* TEXTO FORNECIDO
################
A Impostura, de Georges Bernanos¹
Por André Malraux
Georges Bernanos. Foto: Albert Harlingue |
Sente-se nessa leitura, mais nitidamente
ainda que na de Sob o Sol de Satã, que os seres colocados em cena por
Bernanos estão submetidos a uma fatalidade que não é a de seu caráter, mas, ao
contrário, começa no ponto exato em que seu caráter se apaga. Não somente a
alma é para ele o essencial do homem; ela é ainda o que melhor o exprime. Nada
seria mais falso do que uma resenha sobre A Impostura: os fatos aqui só
possuem uma importância secundária. O que é primordial, é uma certa categoria
de conflitos.
O tema real da Impostura é
o mesmo que o da obra precedente de Bernanos: o estudo do poder de Satã. Esse
livro é composto de uma forma que chamarei musical: quero dizer que não são os
personagens que nele criam os conflitos, mas os conflitos que criam os
personagens. É por isso que Bernanos se apega ao padre que, com mais força e nitidez
que qualquer outro, exprime os sentimentos que ele quer iluminar.
################
* DADOS APRESENTADOS
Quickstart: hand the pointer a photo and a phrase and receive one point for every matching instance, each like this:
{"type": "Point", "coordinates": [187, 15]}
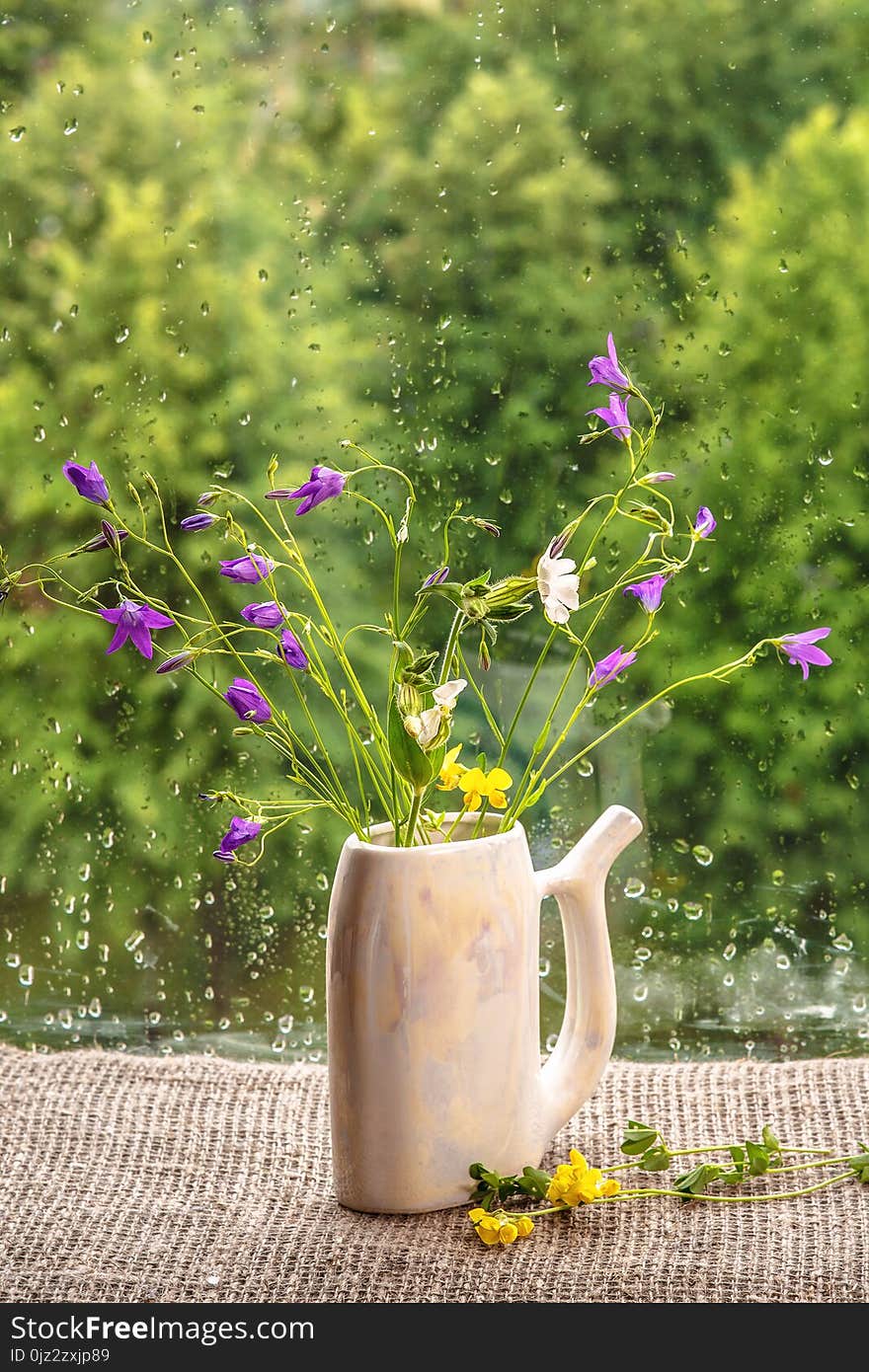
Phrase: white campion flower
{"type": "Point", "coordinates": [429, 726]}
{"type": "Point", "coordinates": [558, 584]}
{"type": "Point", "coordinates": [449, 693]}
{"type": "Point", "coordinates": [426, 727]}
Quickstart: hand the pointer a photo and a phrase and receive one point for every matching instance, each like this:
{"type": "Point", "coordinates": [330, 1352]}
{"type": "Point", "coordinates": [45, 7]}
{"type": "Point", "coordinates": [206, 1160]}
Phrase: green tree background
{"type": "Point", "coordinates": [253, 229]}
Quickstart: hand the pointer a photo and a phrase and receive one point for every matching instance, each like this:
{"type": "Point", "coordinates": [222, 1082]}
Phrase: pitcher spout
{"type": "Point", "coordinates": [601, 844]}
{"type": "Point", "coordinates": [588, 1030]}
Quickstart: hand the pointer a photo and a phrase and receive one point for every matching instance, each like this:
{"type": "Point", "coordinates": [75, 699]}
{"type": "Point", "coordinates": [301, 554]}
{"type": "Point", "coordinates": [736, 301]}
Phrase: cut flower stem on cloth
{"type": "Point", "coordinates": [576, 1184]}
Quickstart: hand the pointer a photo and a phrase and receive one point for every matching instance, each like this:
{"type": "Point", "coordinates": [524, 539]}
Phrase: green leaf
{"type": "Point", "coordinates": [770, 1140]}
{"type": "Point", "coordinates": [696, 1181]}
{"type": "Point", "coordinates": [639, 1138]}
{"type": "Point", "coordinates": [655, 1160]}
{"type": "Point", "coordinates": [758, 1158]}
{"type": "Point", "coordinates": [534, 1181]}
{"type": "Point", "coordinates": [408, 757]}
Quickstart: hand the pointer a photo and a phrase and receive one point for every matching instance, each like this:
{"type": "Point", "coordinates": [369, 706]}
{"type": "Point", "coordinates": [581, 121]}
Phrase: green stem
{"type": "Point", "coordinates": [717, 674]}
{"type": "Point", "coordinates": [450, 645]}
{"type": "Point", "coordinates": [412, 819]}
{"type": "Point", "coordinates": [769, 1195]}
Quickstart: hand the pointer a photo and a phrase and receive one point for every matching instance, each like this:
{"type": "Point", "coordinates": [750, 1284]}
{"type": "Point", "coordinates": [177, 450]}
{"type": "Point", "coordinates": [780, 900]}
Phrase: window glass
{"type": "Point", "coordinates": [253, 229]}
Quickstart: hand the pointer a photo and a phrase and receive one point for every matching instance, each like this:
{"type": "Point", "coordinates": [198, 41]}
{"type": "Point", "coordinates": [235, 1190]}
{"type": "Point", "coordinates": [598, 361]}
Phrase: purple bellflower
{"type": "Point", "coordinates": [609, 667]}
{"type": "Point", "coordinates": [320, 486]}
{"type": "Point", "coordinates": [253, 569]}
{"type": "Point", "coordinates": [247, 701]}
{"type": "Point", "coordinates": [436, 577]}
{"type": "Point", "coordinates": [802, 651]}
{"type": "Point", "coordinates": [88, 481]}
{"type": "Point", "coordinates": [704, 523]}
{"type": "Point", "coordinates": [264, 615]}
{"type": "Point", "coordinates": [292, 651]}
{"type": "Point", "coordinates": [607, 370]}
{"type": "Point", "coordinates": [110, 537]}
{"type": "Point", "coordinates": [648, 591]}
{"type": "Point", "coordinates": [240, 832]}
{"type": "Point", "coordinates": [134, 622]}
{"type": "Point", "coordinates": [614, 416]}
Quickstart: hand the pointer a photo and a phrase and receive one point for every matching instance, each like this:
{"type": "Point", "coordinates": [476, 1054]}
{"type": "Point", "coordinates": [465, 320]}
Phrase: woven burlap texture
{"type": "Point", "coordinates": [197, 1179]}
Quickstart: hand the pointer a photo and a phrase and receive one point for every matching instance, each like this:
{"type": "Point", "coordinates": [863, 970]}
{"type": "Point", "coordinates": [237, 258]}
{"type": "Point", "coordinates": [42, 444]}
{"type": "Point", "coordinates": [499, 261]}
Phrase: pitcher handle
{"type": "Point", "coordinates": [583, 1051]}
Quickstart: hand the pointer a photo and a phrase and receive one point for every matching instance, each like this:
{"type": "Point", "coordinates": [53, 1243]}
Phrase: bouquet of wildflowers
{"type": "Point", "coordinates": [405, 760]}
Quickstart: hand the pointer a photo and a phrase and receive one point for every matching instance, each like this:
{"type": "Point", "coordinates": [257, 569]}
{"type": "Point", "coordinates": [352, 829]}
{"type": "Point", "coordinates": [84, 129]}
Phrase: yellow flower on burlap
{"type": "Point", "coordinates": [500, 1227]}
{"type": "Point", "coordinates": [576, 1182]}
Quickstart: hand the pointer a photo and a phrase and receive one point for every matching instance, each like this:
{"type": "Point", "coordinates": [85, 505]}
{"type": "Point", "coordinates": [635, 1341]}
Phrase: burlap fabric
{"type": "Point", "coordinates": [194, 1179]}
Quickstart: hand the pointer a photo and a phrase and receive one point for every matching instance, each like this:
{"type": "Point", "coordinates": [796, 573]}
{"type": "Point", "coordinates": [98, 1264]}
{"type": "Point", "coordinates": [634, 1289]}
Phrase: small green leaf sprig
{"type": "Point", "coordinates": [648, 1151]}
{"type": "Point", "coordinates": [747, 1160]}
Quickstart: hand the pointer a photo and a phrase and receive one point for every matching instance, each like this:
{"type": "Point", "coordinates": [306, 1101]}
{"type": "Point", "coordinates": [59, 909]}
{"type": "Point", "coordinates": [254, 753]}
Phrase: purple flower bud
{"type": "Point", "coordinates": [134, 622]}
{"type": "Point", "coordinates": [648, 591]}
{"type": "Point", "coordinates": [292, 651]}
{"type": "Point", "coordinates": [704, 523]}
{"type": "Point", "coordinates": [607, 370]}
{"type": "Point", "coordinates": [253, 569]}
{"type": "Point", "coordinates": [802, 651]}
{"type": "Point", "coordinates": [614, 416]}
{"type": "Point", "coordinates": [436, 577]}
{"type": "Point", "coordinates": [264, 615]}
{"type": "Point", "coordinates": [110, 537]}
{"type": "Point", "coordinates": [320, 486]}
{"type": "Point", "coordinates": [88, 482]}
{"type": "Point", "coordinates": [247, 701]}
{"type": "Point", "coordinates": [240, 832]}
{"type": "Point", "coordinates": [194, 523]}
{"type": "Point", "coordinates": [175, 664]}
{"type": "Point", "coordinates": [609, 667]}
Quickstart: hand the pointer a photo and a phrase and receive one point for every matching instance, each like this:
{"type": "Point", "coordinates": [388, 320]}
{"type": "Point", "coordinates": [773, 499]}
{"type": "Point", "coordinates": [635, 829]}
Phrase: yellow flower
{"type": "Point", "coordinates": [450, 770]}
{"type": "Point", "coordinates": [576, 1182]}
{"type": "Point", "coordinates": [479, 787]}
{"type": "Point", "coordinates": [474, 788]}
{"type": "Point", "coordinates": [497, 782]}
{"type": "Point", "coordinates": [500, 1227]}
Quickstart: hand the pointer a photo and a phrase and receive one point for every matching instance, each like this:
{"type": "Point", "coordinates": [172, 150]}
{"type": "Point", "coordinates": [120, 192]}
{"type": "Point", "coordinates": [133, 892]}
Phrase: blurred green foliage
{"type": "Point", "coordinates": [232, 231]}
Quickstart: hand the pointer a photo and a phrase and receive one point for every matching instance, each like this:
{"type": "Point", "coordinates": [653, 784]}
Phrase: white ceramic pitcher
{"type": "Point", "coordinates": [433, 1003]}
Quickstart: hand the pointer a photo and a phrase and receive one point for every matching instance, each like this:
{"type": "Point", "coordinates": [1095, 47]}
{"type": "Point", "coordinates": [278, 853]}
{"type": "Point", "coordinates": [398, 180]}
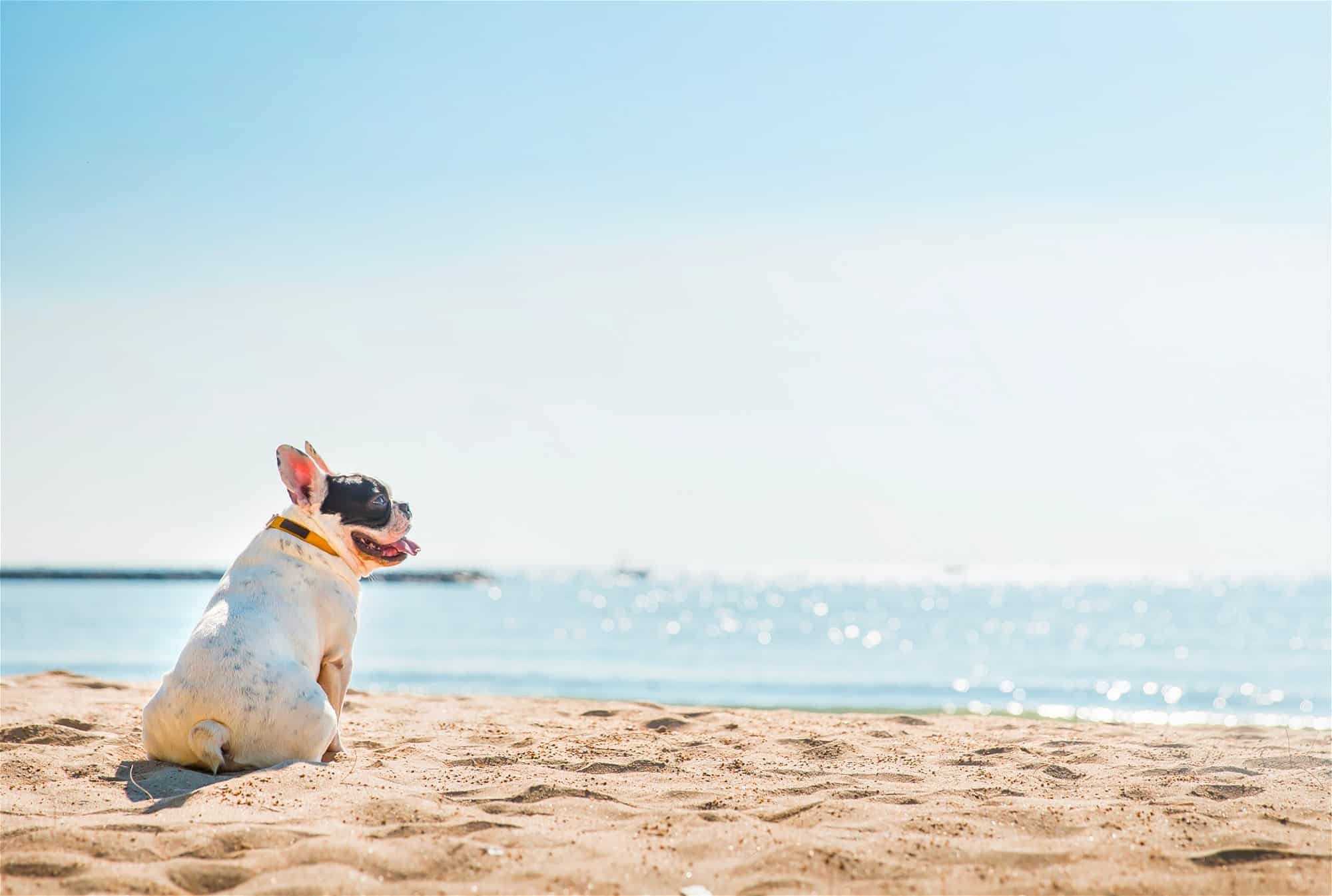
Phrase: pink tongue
################
* TAREFAS A REALIZAR
a – Reproduza, do texto sobre A Impostura, o trecho entre "A Impostura, de" e "de conflitos.", inclusive.
b – Reescreva de forma mais concisa o parágrafo do texto sobre A Impostura iniciado por "O tema real da Impostura", preservando seus fatos principais.

* RESPOSTAS DO EXERCÍCIO
a –
A Impostura, de Georges Bernanos¹
Por André Malraux
Georges Bernanos. Foto: Albert Harlingue |
Sente-se nessa leitura, mais nitidamente
ainda que na de Sob o Sol de Satã, que os seres colocados em cena por
Bernanos estão submetidos a uma fatalidade que não é a de seu caráter, mas, ao
contrário, começa no ponto exato em que seu caráter se apaga. Não somente a
alma é para ele o essencial do homem; ela é ainda o que melhor o exprime. Nada
seria mais falso do que uma resenha sobre A Impostura: os fatos aqui só
possuem uma importância secundária. O que é primordial, é uma certa categoria
de conflitos.

b – O tema real de A Impostura é o mesmo da obra anterior de Bernanos: o estudo do poder de Satã. O livro tem uma composição que o texto qualifica de musical, pois são os conflitos que criam os personagens, e não o inverso. Por isso, Bernanos se apega ao padre, que exprime com mais força e nitidez que qualquer outro os sentimentos que ele quer iluminar.